● **Exercise prompt**
Copy out all the records exactly.
********
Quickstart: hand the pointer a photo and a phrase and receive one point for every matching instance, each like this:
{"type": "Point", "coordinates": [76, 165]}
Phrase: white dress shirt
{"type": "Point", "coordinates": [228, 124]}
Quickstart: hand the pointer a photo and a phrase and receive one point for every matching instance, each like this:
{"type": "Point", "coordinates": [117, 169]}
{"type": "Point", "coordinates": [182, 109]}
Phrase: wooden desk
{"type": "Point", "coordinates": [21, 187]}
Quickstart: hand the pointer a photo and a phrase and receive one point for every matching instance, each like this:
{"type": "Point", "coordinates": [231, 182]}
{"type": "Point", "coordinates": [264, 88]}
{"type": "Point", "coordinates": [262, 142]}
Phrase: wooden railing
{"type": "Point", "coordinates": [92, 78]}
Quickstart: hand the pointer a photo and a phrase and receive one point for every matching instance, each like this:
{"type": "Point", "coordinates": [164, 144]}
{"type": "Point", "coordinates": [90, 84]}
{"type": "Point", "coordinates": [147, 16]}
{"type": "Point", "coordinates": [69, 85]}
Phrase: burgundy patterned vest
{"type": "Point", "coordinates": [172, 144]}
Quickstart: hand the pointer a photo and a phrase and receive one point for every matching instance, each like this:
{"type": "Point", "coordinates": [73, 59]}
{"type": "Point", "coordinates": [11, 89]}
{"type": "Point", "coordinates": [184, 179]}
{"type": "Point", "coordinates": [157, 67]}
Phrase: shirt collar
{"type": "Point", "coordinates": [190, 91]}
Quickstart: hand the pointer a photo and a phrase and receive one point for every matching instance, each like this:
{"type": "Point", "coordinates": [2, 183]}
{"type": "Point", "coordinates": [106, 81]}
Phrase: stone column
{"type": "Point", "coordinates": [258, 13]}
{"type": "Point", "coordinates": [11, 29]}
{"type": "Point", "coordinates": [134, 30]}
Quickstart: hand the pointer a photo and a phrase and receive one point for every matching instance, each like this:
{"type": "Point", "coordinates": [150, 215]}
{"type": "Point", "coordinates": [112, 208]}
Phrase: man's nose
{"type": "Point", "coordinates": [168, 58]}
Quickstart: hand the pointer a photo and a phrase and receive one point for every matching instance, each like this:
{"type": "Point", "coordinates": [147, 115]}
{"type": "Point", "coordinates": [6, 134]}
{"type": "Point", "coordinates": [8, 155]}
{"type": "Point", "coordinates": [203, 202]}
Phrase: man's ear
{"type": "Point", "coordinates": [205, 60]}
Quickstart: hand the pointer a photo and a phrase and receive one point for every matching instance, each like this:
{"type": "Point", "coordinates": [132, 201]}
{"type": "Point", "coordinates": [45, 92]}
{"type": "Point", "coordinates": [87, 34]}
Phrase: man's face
********
● **Result of the exercise**
Quickstart: hand the pointer a photo and a phrase and receive one point for every matching instance, each like this:
{"type": "Point", "coordinates": [76, 165]}
Phrase: white dress shirt
{"type": "Point", "coordinates": [228, 124]}
Quickstart: hand the pointer a photo and a phrase and receive one point for every matching instance, each like this:
{"type": "Point", "coordinates": [117, 169]}
{"type": "Point", "coordinates": [182, 109]}
Phrase: wooden desk
{"type": "Point", "coordinates": [21, 187]}
Quickstart: hand the pointer a photo and a phrase and receive one point for every matching instance, each like this:
{"type": "Point", "coordinates": [231, 182]}
{"type": "Point", "coordinates": [264, 88]}
{"type": "Point", "coordinates": [262, 142]}
Phrase: wooden railing
{"type": "Point", "coordinates": [92, 78]}
Quickstart: hand the pointer a photo and a phrase and receive one point for every matching instance, each like this:
{"type": "Point", "coordinates": [164, 144]}
{"type": "Point", "coordinates": [90, 84]}
{"type": "Point", "coordinates": [147, 16]}
{"type": "Point", "coordinates": [69, 85]}
Phrase: burgundy patterned vest
{"type": "Point", "coordinates": [172, 144]}
Quickstart: hand the pointer a photo and a phrase and receive one point for every matching instance, each like this:
{"type": "Point", "coordinates": [73, 59]}
{"type": "Point", "coordinates": [11, 89]}
{"type": "Point", "coordinates": [184, 179]}
{"type": "Point", "coordinates": [157, 67]}
Phrase: shirt collar
{"type": "Point", "coordinates": [190, 91]}
Quickstart: hand the pointer a photo and a phrase and receive one point for every matching instance, each like this:
{"type": "Point", "coordinates": [2, 183]}
{"type": "Point", "coordinates": [106, 81]}
Phrase: stone column
{"type": "Point", "coordinates": [258, 13]}
{"type": "Point", "coordinates": [11, 29]}
{"type": "Point", "coordinates": [134, 30]}
Quickstart: hand the pointer a photo and a phrase and receive one point for every matching instance, each like this:
{"type": "Point", "coordinates": [150, 215]}
{"type": "Point", "coordinates": [112, 208]}
Phrase: man's nose
{"type": "Point", "coordinates": [168, 58]}
Quickstart: hand the pointer a photo and a phrase and receive one point for every matching instance, each like this:
{"type": "Point", "coordinates": [147, 115]}
{"type": "Point", "coordinates": [6, 134]}
{"type": "Point", "coordinates": [8, 155]}
{"type": "Point", "coordinates": [203, 202]}
Phrase: man's ear
{"type": "Point", "coordinates": [205, 60]}
Quickstart: hand the pointer a photo and a phrase and receive one point for every matching instance, each like this:
{"type": "Point", "coordinates": [132, 201]}
{"type": "Point", "coordinates": [45, 92]}
{"type": "Point", "coordinates": [87, 34]}
Phrase: man's face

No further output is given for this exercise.